About this exercise
Answer these about the text on Fogel below, one line each:
(a) Which NYU clinic placed her at the Neighborhood Defender Service of Harlem?
(b) Where did she hold a post-graduate fellowship?
(c) According to her, what is data not meant to displace?

Study text Start Marker

Fogel entered NYU Law as a public interest scholar with a strong interest in addressing racial inequities in the legal system and in policing. “Examining the human impacts of mass incarceration and the racial disparities in the criminal justice system really motivated me to focus in that space. Diving into the doctrinal complexities of criminal law, and the gaps between ideals and reality, just deepened that passion.”
Her experiences in NYU’s Criminal and Community Defense Clinic, where she worked at the Neighborhood Defender Service of Harlem, and in its Children's Rights Clinic, where she assisted juvenile clients in delinquency and child welfare cases, laid the practical foundation for translating the interests of a self-described young idealist into a rewarding career, Fogel says. Advocating for nationwide criminal justice policy reform as an intern at the ACLU’s Initiative to Combat Mass Incarceration and providing indigent clients with criminal defense and immigration support during an internship at The Bronx Defenders offered further opportunities for experiential learning.
As a post-graduate fellow at Harvard’s Criminal Justice Policy Program, Fogel’s work included advocating for oversight and transparency in the use of emerging science and technologies in policing and data-driven approaches to combating mass incarceration. Fogel says she has been fortunate to be part of organizations that prioritize science-based defense strategies and looks forward to imparting them to a new generation of lawyers.
“Foundational trial advocacy skills absolutely will be a focus of the clinic,” she says. “But understanding both the larger context of mass incarceration that defines the cases the students will handle, and extrapolating from their individual case experience to think systemically about how to use data and science both as an individual client advocate and from a reform perspective is what will make the clinic unique and such a powerful experience for the students that join us.
“I’m really looking forward to helping students understand that data is not meant to displace some of the more traditional or foundational modes of client representation but to enhance them and add another tool in the advocacy toolkit.”

Study text End Marker
Listed records Start Marker

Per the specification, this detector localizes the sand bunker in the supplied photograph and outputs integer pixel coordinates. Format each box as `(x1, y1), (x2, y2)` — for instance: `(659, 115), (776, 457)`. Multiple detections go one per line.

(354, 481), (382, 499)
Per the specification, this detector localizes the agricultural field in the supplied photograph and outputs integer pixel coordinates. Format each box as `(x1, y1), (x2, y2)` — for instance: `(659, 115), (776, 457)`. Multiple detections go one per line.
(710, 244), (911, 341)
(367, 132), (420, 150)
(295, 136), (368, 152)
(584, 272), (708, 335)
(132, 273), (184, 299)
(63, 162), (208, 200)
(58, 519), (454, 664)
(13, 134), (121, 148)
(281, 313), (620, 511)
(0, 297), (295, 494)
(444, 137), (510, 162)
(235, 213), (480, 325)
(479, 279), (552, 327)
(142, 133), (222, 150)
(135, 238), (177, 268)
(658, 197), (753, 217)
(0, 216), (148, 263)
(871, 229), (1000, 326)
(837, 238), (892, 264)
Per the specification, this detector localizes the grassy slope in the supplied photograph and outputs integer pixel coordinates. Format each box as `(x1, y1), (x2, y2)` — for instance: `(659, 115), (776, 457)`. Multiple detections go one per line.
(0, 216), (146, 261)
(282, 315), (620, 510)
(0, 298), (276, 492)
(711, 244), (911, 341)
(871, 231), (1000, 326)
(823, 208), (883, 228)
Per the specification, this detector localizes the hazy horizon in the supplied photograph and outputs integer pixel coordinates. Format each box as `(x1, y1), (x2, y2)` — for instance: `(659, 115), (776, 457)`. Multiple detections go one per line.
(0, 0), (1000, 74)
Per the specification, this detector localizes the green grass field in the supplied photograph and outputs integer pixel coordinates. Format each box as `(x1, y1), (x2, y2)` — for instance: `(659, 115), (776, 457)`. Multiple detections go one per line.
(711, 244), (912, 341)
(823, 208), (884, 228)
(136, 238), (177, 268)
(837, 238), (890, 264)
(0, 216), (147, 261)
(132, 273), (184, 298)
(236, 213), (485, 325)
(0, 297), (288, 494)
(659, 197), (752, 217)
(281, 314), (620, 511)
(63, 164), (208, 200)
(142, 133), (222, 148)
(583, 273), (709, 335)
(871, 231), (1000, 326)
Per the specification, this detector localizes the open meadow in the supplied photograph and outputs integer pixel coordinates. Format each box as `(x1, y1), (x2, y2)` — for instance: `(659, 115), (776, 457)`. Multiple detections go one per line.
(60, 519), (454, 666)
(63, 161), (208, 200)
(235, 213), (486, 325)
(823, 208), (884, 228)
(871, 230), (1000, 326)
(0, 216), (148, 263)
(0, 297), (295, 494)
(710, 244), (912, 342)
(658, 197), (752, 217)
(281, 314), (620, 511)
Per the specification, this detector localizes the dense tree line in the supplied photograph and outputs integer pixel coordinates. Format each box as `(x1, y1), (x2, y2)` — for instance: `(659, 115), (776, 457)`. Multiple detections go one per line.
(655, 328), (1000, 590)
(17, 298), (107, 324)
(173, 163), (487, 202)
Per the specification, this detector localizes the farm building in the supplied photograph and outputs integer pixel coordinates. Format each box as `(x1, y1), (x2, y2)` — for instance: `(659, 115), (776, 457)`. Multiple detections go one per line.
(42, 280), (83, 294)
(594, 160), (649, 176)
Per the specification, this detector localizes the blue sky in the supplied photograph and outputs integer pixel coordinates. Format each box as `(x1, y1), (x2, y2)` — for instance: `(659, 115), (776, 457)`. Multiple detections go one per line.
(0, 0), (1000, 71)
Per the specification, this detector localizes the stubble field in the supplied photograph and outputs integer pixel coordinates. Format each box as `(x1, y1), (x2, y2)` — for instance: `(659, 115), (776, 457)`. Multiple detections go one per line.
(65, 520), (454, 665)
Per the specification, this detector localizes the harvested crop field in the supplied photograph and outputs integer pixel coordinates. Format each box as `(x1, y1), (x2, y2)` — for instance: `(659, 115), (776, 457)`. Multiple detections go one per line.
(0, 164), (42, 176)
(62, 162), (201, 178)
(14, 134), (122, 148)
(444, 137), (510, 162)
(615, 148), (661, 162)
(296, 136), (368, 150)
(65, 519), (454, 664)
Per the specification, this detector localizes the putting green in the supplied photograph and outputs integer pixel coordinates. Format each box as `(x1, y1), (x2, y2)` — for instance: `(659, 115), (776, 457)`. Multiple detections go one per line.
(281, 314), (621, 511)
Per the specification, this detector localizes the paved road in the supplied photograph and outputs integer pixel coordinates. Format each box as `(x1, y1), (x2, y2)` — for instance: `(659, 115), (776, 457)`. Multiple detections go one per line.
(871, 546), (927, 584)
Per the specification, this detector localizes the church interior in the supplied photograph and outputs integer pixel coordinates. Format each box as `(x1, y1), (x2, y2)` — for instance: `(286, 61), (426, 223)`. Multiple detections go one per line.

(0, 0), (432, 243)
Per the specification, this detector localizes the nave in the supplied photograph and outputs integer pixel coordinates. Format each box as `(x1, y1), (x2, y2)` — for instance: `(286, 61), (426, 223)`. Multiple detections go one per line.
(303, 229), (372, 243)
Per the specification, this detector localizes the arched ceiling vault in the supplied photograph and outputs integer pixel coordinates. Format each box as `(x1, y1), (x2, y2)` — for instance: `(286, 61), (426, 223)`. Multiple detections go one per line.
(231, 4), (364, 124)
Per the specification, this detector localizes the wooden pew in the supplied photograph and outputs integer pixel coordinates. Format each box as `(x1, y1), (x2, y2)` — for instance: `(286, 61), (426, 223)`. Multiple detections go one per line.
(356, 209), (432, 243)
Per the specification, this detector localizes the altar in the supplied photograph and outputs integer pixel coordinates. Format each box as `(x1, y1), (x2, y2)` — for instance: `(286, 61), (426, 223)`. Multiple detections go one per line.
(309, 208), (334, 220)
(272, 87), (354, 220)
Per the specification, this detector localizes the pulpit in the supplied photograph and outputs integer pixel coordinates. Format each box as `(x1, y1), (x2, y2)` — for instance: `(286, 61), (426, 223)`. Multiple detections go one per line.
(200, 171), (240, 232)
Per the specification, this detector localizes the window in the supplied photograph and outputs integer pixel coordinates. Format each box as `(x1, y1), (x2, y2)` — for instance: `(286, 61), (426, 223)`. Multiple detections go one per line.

Listed records End Marker

Response
(a) The Criminal and Community Defense Clinic.
(b) Harvard's Criminal Justice Policy Program.
(c) The more traditional or foundational modes of client representation.